══ Text section

The 1998 Major League Baseball season will forever be remembered for "The Chase," first by Ken Griffey, Jr., and finally between Mark McGwire and Sammy Sosa, to top Roger Maris's home-run record of 61. "The Chase" brought beer-drinking and hotdog-eating fans streaming back to MLB parks, many for the first time since the 1994 baseball strike.
Then, as now, the most popular brand of stadium hotdogs was Ball Park Franks from Michigan's Bil Mar Foods, a unit of the Sara Lee Corporation. As crowds swelled in the second half of the 1998 season, fans did not know that any number of the hotdogs they were buying were laced with deadly Listeria monocytogenes.
That's because, over the Fourth of July weekend, Bil Mar replaced refrigeration over its hot processing facility, possibly loosening up bacteria dripping from the ceiling.
But it was not until after the World Series that the U.S. Centers for Disease Control and Prevention (CDC) began investigating the Listeria outbreak that resulted from the deadly bacteria with its long incubation period. CDC would eventually connect more than 100 serious illnesses and 21 deaths to Listeria infections caused by those Ball Park Franks.
When pitchers and catchers report for spring training next month in Florida and Arizona, fans are not going to be worried about the hot dogs they buy at those ballparks. The main reason is because memories are short, and we have not experienced an outbreak in the U.S. involving hotdogs or lunch meats in a long spell.

════
══ Data excerpts

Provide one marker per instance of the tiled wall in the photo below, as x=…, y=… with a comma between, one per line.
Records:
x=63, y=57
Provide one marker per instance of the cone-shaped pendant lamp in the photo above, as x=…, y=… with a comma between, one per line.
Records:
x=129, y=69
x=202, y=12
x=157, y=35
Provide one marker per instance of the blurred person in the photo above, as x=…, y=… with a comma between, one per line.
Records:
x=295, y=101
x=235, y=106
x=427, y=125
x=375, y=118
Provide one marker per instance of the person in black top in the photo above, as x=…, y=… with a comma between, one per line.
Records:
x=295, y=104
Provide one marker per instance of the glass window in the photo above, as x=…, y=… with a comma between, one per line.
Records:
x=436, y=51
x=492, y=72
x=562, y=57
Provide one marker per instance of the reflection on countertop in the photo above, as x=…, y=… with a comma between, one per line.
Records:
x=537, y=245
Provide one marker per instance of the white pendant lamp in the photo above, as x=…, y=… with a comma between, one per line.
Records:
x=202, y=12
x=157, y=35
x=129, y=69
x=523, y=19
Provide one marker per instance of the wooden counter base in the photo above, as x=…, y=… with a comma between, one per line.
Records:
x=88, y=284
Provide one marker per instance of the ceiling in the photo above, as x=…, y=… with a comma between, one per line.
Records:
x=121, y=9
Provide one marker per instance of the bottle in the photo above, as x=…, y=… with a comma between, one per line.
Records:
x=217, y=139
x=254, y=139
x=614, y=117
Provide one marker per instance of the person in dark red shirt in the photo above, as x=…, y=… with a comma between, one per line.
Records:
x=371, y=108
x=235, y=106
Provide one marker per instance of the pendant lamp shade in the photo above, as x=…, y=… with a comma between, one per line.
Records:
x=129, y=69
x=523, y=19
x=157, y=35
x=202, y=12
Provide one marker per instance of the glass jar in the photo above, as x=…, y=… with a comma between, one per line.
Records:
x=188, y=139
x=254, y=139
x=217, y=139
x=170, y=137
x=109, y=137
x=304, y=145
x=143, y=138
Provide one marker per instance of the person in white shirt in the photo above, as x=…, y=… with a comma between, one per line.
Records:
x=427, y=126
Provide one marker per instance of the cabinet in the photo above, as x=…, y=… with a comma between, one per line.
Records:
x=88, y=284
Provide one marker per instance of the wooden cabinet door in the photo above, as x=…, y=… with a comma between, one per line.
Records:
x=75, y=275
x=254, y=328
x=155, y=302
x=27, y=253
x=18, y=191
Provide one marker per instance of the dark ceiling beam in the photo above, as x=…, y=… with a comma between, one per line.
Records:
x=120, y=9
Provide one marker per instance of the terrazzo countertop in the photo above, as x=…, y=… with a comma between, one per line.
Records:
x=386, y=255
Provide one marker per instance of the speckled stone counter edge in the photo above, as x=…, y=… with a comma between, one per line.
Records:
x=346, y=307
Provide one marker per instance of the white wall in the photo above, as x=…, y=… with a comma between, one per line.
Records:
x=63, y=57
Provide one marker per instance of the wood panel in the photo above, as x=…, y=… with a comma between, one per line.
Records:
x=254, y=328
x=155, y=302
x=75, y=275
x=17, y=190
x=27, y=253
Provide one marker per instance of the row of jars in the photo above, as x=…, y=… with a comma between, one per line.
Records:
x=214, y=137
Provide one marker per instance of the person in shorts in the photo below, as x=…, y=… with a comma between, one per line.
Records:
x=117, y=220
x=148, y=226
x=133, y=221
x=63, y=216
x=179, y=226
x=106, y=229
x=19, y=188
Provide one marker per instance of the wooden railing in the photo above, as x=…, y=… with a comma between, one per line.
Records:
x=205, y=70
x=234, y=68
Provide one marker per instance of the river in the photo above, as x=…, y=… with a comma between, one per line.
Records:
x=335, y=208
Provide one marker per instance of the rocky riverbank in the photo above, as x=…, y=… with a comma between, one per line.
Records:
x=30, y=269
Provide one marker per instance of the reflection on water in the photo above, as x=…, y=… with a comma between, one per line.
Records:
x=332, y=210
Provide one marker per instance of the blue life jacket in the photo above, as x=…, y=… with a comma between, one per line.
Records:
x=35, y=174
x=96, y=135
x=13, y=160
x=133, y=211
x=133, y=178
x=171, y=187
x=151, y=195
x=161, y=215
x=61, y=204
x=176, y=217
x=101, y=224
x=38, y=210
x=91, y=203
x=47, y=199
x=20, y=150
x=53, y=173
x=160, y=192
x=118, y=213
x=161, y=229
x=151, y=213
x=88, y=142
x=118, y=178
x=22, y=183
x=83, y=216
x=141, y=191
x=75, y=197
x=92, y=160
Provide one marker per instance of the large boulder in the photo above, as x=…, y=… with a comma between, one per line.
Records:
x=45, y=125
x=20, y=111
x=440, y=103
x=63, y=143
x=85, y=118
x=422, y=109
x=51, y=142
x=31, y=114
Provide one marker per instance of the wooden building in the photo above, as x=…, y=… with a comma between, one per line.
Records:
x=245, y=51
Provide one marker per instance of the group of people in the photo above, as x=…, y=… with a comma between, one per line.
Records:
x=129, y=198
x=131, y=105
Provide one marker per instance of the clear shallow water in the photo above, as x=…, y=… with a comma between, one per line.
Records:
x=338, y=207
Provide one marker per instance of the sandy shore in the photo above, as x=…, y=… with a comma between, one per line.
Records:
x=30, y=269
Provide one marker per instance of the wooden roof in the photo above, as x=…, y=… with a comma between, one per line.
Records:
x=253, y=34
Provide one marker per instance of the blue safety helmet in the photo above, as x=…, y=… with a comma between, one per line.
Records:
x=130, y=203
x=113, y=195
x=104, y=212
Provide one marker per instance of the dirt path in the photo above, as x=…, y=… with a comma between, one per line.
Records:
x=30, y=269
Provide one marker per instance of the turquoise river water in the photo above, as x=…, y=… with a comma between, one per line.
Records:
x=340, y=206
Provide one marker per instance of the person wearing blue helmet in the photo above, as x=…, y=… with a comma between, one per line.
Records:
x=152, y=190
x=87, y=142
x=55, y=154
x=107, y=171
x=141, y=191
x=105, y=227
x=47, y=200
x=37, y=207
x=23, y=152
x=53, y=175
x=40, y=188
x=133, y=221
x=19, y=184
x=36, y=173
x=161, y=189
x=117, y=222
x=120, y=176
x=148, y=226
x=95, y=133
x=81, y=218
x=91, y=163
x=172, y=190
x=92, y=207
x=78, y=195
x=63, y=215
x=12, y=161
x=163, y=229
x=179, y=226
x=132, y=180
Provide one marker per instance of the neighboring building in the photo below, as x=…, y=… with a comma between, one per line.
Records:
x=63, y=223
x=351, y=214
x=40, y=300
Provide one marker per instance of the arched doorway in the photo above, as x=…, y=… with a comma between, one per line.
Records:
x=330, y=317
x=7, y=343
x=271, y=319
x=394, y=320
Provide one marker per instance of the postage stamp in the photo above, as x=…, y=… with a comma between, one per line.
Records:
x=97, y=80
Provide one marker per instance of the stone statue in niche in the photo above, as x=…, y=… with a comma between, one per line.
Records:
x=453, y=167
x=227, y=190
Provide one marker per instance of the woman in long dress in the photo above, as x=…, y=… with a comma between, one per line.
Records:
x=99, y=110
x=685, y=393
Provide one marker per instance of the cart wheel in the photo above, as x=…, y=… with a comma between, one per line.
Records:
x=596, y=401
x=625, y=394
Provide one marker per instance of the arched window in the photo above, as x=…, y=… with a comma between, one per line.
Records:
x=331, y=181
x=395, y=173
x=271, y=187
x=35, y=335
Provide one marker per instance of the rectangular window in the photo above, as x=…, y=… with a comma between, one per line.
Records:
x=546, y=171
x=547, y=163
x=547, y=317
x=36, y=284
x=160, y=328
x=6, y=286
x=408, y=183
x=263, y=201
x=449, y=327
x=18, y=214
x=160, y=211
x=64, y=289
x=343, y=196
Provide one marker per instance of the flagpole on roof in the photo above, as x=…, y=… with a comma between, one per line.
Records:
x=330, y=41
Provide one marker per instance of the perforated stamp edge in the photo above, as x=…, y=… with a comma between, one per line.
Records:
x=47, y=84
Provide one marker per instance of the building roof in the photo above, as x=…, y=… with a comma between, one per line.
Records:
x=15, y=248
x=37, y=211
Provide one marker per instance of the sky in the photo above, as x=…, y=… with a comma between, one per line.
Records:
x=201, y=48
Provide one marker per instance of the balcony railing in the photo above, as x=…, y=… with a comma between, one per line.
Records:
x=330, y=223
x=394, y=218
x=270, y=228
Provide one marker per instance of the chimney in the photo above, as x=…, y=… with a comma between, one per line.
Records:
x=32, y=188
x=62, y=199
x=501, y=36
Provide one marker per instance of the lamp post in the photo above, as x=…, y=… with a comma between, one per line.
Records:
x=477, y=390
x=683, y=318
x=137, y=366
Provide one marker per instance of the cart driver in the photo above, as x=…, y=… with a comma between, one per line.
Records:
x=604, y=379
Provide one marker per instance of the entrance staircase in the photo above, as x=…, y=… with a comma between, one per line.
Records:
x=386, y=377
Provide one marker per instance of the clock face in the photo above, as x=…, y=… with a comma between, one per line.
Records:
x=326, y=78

════

**Parts of the exercise:**
A: In the passage about the 1998 hotdog outbreak, rewrite the part starting with "The 1998 Major" and going on through "1994 baseball strike.", replacing "Chase" with "Race".
B: According to the passage about the 1998 hotdog outbreak, how many deaths did the CDC link to the Listeria infections?
These records were taken from a different source than the text.

**Expected results:**
A:
The 1998 Major League Baseball season will forever be remembered for "The Race," first by Ken Griffey, Jr., and finally between Mark McGwire and Sammy Sosa, to top Roger Maris's home-run record of 61. "The Race" brought beer-drinking and hotdog-eating fans streaming back to MLB parks, many for the first time since the 1994 baseball strike.

B: 21 deaths.